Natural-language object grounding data

********************

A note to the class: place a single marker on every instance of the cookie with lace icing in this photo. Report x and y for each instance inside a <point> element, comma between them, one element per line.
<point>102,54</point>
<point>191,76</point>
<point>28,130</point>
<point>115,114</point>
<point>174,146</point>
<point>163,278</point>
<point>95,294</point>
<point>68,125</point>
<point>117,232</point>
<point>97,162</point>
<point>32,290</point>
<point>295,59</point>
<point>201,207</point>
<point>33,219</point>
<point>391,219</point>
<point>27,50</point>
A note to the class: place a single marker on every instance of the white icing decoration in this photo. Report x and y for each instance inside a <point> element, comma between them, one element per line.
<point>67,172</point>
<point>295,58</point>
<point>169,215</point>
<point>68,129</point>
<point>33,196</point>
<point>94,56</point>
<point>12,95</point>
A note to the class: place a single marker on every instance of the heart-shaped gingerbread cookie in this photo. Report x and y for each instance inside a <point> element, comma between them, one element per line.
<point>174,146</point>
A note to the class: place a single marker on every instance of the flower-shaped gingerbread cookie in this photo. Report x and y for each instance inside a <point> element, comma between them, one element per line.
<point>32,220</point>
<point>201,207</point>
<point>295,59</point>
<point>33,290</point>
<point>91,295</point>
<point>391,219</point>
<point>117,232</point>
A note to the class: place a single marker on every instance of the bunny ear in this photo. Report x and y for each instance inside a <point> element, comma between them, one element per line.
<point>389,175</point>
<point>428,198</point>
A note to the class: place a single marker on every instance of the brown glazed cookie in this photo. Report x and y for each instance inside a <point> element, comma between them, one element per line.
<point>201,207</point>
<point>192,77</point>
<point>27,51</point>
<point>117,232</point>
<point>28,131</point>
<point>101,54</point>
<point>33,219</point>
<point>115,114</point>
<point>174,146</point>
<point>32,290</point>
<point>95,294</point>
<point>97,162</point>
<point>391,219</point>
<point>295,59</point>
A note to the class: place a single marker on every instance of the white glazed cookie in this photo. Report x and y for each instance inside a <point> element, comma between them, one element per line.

********************

Keep the wording exact. Give all of the records again.

A note to the class: place a single marker on every instance of the cookie with lace icing in this photo. Report x and y for each instance inside a <point> element, comma between them, one element per line.
<point>102,54</point>
<point>191,76</point>
<point>28,130</point>
<point>115,114</point>
<point>174,146</point>
<point>163,278</point>
<point>95,294</point>
<point>68,125</point>
<point>117,232</point>
<point>97,162</point>
<point>32,290</point>
<point>295,59</point>
<point>201,207</point>
<point>33,219</point>
<point>391,219</point>
<point>27,50</point>
A note to the class: place a single marker on every instance of the white icing decoration in this photo. Report x and y for each instance inside a <point> element, comma between them, one element per line.
<point>67,172</point>
<point>295,58</point>
<point>169,215</point>
<point>68,129</point>
<point>33,196</point>
<point>94,56</point>
<point>12,95</point>
A note to the class: place a single marker on every instance of the heart-shaped gingerbread cookie in this photo. Report x and y for each instance inside a <point> element, comma between them, one element per line.
<point>174,146</point>
A note to the class: place a single marker on every instance of the flower-shaped gingerbread cookie in this photo. Report x and y for each instance inside a <point> element, comma between them, one element per line.
<point>32,220</point>
<point>201,207</point>
<point>295,59</point>
<point>33,290</point>
<point>91,295</point>
<point>391,219</point>
<point>117,232</point>
A note to the class: place a single marker on every instance of the bunny ear in this photo. Report x and y for each instance inside a <point> element, comma between them, one element per line.
<point>389,175</point>
<point>428,198</point>
A note to the class: place a single marker on every instance of the brown glazed cookie in this photo. Report x and y for each instance inside a <point> element, comma between them, one element per line.
<point>201,207</point>
<point>192,77</point>
<point>27,51</point>
<point>117,232</point>
<point>28,131</point>
<point>101,54</point>
<point>33,219</point>
<point>115,114</point>
<point>174,146</point>
<point>32,290</point>
<point>95,294</point>
<point>97,162</point>
<point>391,219</point>
<point>295,59</point>
A note to the class: place a single marker on every instance of the white glazed cookie in this photo. Report x and y for each instance inside a <point> element, comma between them, one element per line.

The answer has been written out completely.